◆ TASK DETAILS ◆
Print all entries below exactly as they appear.

◆ RECORDS TO PROCESS ◆

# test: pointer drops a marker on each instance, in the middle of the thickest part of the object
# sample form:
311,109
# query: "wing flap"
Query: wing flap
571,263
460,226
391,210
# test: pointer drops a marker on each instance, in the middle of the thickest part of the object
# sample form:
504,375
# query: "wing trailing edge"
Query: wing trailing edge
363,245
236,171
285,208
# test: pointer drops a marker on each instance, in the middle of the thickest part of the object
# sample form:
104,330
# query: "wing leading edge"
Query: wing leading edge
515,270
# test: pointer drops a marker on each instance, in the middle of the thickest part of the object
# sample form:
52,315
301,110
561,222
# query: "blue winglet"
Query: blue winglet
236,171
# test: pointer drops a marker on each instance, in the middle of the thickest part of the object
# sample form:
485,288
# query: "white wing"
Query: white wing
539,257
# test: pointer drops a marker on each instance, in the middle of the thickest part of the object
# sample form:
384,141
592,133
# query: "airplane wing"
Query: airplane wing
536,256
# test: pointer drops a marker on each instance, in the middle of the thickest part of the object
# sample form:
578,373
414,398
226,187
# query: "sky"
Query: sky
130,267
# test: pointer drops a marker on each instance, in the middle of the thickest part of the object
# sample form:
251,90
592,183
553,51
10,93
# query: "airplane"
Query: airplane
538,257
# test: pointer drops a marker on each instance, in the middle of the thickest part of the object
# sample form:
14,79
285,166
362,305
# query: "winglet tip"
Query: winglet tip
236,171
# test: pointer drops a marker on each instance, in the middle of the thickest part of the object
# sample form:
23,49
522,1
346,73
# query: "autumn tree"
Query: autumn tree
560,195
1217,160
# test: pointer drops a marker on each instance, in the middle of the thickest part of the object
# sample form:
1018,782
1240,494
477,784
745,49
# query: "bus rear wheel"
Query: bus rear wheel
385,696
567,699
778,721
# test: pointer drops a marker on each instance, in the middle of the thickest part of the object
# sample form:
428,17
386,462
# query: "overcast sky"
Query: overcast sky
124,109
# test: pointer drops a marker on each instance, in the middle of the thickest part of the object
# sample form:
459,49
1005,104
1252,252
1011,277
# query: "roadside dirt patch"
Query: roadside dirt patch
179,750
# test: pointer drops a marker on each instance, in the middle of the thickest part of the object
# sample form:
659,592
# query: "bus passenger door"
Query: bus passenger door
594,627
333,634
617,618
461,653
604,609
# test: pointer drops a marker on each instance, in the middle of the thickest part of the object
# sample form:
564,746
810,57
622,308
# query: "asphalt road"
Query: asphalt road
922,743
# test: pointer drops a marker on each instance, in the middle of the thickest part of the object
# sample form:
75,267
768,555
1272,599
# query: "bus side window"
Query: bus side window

◆ SOLUTION TO THE PROBLEM ◆
# test: pointer drops a marker on each instance, in the middle of the thickest part of the object
# sample form:
311,109
# query: "wing flap"
Query: wing flap
571,263
460,226
391,210
# test: pointer drops a marker on each instance, in the middle of the thickest part of the object
# sample form:
504,375
# query: "wing trailing edge"
Query: wing trailing edge
363,245
236,171
285,208
# test: pointer drops a marker on each instance, in the middle of the thickest part of the object
# sample form:
104,330
# query: "wing leading edge"
Query: wing leading edge
515,270
# test: pointer drops a marker on each instance, in the middle of the thickest part of the object
# sample form:
52,315
301,110
561,222
# query: "blue winglet"
Query: blue winglet
236,171
# test: pointer drops a marker on each instance, in the middle of the thickest part of the object
# sample form:
485,288
# query: "white wing"
Query: white wing
539,257
# test: pointer drops a marker on each instance, in the middle of the thickest part of the object
# sample form:
384,141
592,133
# query: "airplane wing"
Query: airplane wing
536,256
# test: pointer drops a marker on each instance, in the middle of the thickest part of the object
# sample form:
578,373
414,398
226,187
# query: "sky"
Query: sky
130,267
# test: pointer drops a marker on each instance, in the middle of the thickest part of the object
# sample form:
251,90
592,183
553,51
10,93
# query: "airplane"
Query: airplane
538,257
# test: pointer drops a marker on each instance, in the middle of the thickest part of the object
# sample form:
14,79
285,166
362,305
# query: "winglet tip"
Query: winglet tip
236,171
# test: pointer drops a marker on each instance, in the middle of the thickest part of the object
# sample form:
23,49
522,1
346,73
# query: "autumn tree"
Query: autumn tree
560,195
1217,160
# test: pointer drops a marker on each instance, in the middle of the thickest part of the object
# sample form:
1018,782
1240,494
477,784
745,49
# query: "bus rear wheel"
Query: bus rear wheel
385,696
567,699
778,721
# test: pointer drops a marker on each instance, in the middle of the thickest part of the object
# sample form:
428,17
386,462
# query: "overcast sky"
Query: overcast sky
124,109
# test: pointer drops a marker on each instance, in the middle of the thickest part of the object
# sample form:
459,49
1005,104
1252,252
1011,277
# query: "roadside dirt patch"
Query: roadside dirt patch
179,750
# test: pointer drops a marker on each instance, in the middle of the thickest part of the object
# sample form:
659,592
# query: "bus passenger door"
Query: bus passenger door
594,627
333,634
617,618
461,653
604,609
# test: pointer drops a marker on each instance, in the middle of the thickest part of the object
# sample form:
564,746
810,57
622,308
# query: "asphalt road"
Query: asphalt road
922,743
# test: pointer drops a marker on each instance, in the middle of the thickest part of the object
# sample form:
75,267
768,555
1272,599
# query: "bus side window"
Query: bus side window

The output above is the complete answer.